-- start Reading passage --

A male student from Ruskin College said that whilst the Oxford Union is not affiliated with the NUS they are still betraying the student organization by giving Galloway a platform to speak.
He added: “By suing the NUS, Galloway is effectively suing students. The Union should not be endorsing such a man.” The student wished to remain anonymous “in case Galloway decides to sue me next”.
The Oxford Feminist Network (OFN) also reacted angrily to Galloway’s visit, arranging a protest outside the Union to “make it known that excusing rape is never acceptable.”
A statement on the OFN website explained that “(p)latforming a rape apologist when the NUS is discussing an explicit no-platform rule for these sorts of people is a smack in the face to all women.”
These objections come after Galloway’s infamous comments about rape over the summer when he said, “not everybody needs to be asked prior to each insertion. Some people believe that when you go to bed with somebody, take off your clothes, and have sex with them and then fall asleep, you’re already in the sex game with them.

-- end Reading passage --
-- start Data shown --

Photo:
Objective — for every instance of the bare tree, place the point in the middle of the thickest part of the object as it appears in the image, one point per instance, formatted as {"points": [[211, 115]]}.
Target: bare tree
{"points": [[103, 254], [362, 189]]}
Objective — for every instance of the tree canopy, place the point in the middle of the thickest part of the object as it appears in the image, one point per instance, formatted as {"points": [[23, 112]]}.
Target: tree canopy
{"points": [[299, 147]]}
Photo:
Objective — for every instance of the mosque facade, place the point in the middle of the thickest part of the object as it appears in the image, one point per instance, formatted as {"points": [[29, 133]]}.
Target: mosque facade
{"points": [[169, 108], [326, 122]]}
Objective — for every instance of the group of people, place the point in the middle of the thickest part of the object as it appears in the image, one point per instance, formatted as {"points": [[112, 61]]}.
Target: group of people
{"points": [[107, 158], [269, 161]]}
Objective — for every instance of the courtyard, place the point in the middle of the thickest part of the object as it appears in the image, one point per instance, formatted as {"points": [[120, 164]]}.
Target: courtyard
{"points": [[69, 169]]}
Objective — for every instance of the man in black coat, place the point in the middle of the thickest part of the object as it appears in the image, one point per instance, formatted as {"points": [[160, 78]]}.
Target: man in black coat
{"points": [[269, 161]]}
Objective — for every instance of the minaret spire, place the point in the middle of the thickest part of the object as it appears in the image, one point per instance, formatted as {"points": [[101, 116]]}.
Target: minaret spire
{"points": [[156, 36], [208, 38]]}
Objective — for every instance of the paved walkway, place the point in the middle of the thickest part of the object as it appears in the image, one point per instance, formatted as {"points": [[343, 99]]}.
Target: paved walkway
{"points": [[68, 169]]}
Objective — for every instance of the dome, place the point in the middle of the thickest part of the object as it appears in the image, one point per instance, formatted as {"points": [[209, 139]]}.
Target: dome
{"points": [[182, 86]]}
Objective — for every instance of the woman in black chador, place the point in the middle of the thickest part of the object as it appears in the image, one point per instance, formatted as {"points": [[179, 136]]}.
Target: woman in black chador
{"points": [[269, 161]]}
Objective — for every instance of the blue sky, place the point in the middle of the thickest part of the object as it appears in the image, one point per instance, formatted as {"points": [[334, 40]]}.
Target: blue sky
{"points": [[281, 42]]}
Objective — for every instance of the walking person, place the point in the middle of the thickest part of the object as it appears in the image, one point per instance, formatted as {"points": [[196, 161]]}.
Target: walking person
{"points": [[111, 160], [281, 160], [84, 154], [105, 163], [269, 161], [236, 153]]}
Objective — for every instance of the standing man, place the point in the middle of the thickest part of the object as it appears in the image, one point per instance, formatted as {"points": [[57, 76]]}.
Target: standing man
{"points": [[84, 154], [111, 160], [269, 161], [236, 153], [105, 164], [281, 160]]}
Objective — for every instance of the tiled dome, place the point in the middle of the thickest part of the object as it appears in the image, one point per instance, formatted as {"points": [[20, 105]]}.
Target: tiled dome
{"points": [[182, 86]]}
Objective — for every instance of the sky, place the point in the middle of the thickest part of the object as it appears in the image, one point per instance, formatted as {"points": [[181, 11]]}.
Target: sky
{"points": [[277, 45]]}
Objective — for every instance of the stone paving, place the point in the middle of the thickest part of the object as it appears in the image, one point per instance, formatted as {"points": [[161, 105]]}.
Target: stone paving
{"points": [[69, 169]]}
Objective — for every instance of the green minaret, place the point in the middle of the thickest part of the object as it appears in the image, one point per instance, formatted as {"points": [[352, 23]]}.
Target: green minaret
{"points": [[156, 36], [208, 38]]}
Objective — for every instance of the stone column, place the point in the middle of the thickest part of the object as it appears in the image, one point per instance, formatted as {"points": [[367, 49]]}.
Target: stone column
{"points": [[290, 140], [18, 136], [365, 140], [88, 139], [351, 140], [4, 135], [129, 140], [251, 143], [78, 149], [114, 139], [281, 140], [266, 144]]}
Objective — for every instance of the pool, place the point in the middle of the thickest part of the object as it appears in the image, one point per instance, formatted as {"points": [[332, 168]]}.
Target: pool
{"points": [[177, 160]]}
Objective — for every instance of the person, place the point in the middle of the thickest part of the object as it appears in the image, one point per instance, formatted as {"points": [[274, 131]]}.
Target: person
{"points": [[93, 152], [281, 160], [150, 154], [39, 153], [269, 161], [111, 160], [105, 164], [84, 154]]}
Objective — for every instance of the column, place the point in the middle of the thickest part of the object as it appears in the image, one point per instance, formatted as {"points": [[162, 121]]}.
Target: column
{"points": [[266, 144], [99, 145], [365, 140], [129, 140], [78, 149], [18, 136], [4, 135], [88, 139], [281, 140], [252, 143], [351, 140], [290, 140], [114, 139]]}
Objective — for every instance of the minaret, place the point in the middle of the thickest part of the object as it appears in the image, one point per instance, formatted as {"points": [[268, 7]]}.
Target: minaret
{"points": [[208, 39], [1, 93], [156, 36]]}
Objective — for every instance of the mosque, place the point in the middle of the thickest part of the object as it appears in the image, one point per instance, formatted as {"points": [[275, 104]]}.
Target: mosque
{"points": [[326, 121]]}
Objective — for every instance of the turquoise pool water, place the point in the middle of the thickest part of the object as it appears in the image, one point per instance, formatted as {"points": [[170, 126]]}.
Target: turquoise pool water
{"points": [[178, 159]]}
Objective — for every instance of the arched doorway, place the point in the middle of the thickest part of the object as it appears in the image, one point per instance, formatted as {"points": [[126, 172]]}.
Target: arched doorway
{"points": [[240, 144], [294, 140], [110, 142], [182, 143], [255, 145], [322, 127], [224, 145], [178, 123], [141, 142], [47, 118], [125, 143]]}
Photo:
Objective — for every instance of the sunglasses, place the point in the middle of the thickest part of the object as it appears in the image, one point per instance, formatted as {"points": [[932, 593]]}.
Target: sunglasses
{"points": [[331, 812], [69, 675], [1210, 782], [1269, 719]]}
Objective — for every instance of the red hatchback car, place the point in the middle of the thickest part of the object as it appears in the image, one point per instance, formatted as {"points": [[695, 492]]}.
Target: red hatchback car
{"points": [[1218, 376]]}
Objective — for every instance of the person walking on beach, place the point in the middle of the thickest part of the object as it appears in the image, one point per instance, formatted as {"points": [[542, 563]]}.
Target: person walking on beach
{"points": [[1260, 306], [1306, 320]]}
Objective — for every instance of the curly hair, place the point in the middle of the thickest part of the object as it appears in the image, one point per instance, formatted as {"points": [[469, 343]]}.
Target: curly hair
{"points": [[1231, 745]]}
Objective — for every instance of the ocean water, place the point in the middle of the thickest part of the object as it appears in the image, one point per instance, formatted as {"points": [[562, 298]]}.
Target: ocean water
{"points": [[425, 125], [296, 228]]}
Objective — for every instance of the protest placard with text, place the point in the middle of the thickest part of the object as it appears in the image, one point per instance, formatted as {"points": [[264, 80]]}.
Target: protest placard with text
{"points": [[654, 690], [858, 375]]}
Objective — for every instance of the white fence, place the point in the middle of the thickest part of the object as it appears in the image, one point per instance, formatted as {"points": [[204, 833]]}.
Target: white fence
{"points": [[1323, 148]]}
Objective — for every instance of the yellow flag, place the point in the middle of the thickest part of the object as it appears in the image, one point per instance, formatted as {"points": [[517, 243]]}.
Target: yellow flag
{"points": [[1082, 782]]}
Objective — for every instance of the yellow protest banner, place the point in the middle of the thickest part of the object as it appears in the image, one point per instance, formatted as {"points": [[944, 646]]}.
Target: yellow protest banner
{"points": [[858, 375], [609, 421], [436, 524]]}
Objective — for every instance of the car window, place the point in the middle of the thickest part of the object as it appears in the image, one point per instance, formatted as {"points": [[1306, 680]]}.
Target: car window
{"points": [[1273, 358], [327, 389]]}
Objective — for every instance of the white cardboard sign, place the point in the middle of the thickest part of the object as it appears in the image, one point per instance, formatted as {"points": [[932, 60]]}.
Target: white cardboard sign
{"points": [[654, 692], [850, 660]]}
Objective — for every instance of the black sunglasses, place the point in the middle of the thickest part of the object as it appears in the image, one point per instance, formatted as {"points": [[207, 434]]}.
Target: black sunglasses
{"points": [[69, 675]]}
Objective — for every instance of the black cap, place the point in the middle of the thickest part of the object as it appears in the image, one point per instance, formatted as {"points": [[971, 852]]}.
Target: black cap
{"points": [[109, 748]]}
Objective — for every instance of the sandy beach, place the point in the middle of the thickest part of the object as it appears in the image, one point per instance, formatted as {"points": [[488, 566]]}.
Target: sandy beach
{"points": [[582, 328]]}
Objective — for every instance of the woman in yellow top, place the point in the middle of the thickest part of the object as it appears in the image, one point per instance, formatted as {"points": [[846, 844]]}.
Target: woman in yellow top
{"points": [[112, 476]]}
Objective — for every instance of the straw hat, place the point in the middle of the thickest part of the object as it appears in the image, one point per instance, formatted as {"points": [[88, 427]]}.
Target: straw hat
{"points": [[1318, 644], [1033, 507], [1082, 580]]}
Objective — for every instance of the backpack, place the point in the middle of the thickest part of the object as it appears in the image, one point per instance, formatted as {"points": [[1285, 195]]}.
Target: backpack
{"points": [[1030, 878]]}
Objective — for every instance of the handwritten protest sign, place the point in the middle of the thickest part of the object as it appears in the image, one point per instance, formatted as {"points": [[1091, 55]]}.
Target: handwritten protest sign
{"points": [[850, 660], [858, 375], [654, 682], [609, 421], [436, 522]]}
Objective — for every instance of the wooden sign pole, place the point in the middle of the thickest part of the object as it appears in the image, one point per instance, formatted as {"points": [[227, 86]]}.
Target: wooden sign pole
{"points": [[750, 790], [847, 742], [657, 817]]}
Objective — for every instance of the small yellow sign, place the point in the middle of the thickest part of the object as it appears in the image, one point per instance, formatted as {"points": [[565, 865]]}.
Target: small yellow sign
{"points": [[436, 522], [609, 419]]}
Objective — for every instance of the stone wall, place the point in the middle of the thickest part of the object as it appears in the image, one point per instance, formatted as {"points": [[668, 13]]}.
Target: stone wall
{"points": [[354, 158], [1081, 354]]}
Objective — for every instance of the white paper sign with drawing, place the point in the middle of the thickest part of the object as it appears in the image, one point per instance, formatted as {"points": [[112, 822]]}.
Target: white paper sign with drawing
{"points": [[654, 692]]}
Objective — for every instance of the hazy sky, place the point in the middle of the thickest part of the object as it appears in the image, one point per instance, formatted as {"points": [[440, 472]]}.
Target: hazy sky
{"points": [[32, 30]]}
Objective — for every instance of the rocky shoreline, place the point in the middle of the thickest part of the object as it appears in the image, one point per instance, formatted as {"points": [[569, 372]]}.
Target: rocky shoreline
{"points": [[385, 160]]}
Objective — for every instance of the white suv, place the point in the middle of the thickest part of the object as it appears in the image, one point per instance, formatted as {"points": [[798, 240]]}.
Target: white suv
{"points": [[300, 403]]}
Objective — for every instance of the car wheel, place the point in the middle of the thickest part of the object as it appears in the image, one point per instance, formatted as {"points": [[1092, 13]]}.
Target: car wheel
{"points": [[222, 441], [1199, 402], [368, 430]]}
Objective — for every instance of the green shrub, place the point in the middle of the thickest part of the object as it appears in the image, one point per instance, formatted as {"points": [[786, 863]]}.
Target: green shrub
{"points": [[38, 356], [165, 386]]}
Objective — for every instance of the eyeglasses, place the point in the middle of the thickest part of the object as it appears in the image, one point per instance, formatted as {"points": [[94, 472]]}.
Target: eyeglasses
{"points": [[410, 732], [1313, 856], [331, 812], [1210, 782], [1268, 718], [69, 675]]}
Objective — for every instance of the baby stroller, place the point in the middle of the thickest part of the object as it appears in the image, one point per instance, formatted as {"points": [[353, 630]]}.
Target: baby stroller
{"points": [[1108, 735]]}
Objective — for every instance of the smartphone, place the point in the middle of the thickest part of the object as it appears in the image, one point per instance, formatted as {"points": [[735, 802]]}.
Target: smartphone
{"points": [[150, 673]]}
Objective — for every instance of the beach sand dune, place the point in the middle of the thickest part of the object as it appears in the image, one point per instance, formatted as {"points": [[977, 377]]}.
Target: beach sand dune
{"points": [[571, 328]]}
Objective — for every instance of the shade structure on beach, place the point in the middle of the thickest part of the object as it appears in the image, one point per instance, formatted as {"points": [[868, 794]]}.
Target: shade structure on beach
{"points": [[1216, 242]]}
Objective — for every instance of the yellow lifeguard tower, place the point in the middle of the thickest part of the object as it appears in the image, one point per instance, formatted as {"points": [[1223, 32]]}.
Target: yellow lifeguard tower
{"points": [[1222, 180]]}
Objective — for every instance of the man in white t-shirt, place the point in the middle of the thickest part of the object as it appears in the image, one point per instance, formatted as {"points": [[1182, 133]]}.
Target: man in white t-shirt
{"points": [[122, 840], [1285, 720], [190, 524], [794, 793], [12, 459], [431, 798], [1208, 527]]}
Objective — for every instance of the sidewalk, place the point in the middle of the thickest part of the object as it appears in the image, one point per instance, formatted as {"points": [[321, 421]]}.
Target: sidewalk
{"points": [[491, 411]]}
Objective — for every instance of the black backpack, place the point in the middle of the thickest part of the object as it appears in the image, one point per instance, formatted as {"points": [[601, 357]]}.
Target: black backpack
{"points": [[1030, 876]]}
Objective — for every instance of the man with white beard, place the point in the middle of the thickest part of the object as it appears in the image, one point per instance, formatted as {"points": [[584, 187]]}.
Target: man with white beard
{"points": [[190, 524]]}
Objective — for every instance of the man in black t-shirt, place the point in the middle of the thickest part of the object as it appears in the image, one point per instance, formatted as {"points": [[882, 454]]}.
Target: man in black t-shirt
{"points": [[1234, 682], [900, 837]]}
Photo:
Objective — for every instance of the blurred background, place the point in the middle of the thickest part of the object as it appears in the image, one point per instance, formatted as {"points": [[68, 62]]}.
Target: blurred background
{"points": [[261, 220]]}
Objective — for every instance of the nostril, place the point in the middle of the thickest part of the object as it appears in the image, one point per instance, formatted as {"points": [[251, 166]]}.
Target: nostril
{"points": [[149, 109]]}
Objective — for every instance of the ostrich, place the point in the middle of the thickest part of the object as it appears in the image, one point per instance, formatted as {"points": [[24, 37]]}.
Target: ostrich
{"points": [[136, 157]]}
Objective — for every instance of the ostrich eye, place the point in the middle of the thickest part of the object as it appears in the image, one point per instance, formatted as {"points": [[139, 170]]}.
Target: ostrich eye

-- end Data shown --

## Description of the task
Write the next part of the news report on Galloway's Oxford Union visit, starting after its last sentence. The material is separate from the news report on Galloway's Oxford Union visit.

## Answer to the problem
“It might be really bad manners not to have tapped her on the shoulder and said, “do you mind if I do it again?” It might be really sordid and bad sexual etiquette, but whatever else it is, it is not rape or you bankrupt the term rape of all meaning…”
Mr Galloway later clarified that “no never means yes, and non-consensual sex is rape”. However, he remained steadfast in his opinion that “what occurred [was] not rape as most people understand it” with regard to Julian Assange, the WikiLeaks founder currently facing rape charges in Sweden.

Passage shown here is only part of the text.